Copy the data below in full, exactly as it appears.

##### Recorded information

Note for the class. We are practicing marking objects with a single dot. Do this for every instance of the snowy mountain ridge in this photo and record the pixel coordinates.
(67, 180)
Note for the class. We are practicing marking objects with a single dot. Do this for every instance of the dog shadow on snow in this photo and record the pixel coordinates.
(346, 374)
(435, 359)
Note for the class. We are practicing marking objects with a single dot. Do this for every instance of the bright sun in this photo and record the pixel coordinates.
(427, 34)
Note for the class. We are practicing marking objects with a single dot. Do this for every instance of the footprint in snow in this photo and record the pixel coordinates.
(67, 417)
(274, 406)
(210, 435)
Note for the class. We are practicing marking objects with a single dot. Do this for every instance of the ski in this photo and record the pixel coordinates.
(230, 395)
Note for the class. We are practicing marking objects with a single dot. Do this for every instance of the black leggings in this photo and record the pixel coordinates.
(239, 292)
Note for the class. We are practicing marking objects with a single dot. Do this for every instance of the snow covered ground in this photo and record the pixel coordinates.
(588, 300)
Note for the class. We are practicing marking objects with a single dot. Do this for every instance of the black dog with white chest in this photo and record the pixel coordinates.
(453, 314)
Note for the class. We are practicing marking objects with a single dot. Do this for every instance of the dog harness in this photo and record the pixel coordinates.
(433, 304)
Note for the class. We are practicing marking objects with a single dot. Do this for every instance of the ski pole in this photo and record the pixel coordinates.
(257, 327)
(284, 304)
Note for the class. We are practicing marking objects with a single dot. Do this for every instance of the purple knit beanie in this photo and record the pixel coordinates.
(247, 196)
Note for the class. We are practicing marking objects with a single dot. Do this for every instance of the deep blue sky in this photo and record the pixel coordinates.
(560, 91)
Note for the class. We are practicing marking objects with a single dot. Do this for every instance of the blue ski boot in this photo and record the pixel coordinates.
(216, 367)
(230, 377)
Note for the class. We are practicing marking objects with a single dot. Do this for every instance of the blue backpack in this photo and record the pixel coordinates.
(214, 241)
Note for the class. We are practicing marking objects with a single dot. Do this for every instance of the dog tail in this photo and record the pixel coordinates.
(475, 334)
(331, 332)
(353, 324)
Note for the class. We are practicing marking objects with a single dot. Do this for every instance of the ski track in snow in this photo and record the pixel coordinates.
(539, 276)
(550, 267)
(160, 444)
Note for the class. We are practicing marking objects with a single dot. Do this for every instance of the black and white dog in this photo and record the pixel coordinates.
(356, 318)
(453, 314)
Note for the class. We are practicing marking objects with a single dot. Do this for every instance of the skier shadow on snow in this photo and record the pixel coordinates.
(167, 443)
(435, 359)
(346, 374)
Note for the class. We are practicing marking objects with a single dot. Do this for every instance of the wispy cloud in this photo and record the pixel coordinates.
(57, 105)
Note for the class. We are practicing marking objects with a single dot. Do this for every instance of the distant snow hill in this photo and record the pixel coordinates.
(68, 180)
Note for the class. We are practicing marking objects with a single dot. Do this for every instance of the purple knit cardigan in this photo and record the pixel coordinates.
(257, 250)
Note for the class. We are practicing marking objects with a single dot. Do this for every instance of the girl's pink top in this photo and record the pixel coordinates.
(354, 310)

##########

(Answer to the exercise)
Note for the class. We are practicing marking objects with a single dot. Do this for every instance of the snowy mountain ridge in this photo and record the pixel coordinates.
(67, 180)
Note for the class. We are practicing marking objects with a single dot. Do this for every instance of the dog shadow on snow in this photo and record the pixel coordinates.
(346, 374)
(435, 359)
Note for the class. We are practicing marking objects with a single dot. Do this for every instance of the bright sun in this photo and record the pixel coordinates.
(427, 34)
Note for the class. We are practicing marking objects with a single dot. Do this for every instance of the footprint in snow in this photo and record the pixel coordinates.
(67, 417)
(274, 406)
(210, 435)
Note for the class. We are practicing marking objects with a single dot. Do this for every instance of the ski in this photo and record the pixel coordinates.
(230, 395)
Note for the class. We are practicing marking objects with a single dot. Do this for every instance of the black leggings in this photo and record the pixel coordinates.
(239, 292)
Note for the class. We are practicing marking objects with a single dot. Do this for every instance of the snow covered ground in this photo and record the pixel coordinates.
(588, 300)
Note for the class. We are practicing marking objects with a single dot. Do this for every instance of the black dog with white chest in this photo and record the pixel coordinates.
(453, 314)
Note for the class. We are practicing marking objects with a single dot. Do this for every instance of the dog harness in this photo and record the pixel coordinates.
(433, 304)
Note for the class. We are practicing marking objects with a single dot. Do this for every instance of the ski pole in this photo and record the pixel coordinates.
(257, 327)
(284, 304)
Note for the class. We are practicing marking objects with a single dot. Do this for every instance of the purple knit beanie in this photo and record the pixel coordinates.
(247, 196)
Note for the class. We are practicing marking objects with a single dot. Do this for every instance of the deep blue sky in this photo and record the pixel coordinates.
(560, 91)
Note for the class. We are practicing marking objects with a single dot. Do this for every instance of the blue ski boot in this photo and record the pixel coordinates.
(216, 367)
(230, 377)
Note for the class. We are practicing marking objects with a single dot. Do this for every instance of the blue backpack in this photo and record the pixel coordinates.
(214, 241)
Note for the class. We are practicing marking objects with a single dot. Do this for every instance of the dog tail in this photo and record the pixel coordinates.
(475, 334)
(331, 332)
(353, 324)
Note for the class. We are practicing marking objects with a single dot. Do this for every instance of the ski track in snow in this photo and record the pixel coordinates.
(539, 276)
(550, 267)
(160, 444)
Note for the class. We are practicing marking objects with a single dot. Do this for every instance of the black and white dog in this photo and record the pixel coordinates.
(356, 318)
(453, 314)
Note for the class. We are practicing marking objects with a single dot. Do this for every instance of the skier shadow on snow in this photo and record the pixel coordinates.
(167, 443)
(435, 359)
(346, 374)
Note for the class. We are practicing marking objects with a single dot. Do this for every instance of the wispy cloud in this photo and record the pixel coordinates.
(57, 105)
Note for the class. We are practicing marking objects with a single dot. Do this for every instance of the distant snow hill in this photo and record the pixel coordinates.
(68, 180)
Note for the class. We are practicing marking objects with a single dot. Do this for every instance of the purple knit cardigan in this photo and record the pixel coordinates.
(257, 250)
Note for the class. We are practicing marking objects with a single dot. Do this for every instance of the girl's pink top in this photo and record the pixel coordinates.
(354, 310)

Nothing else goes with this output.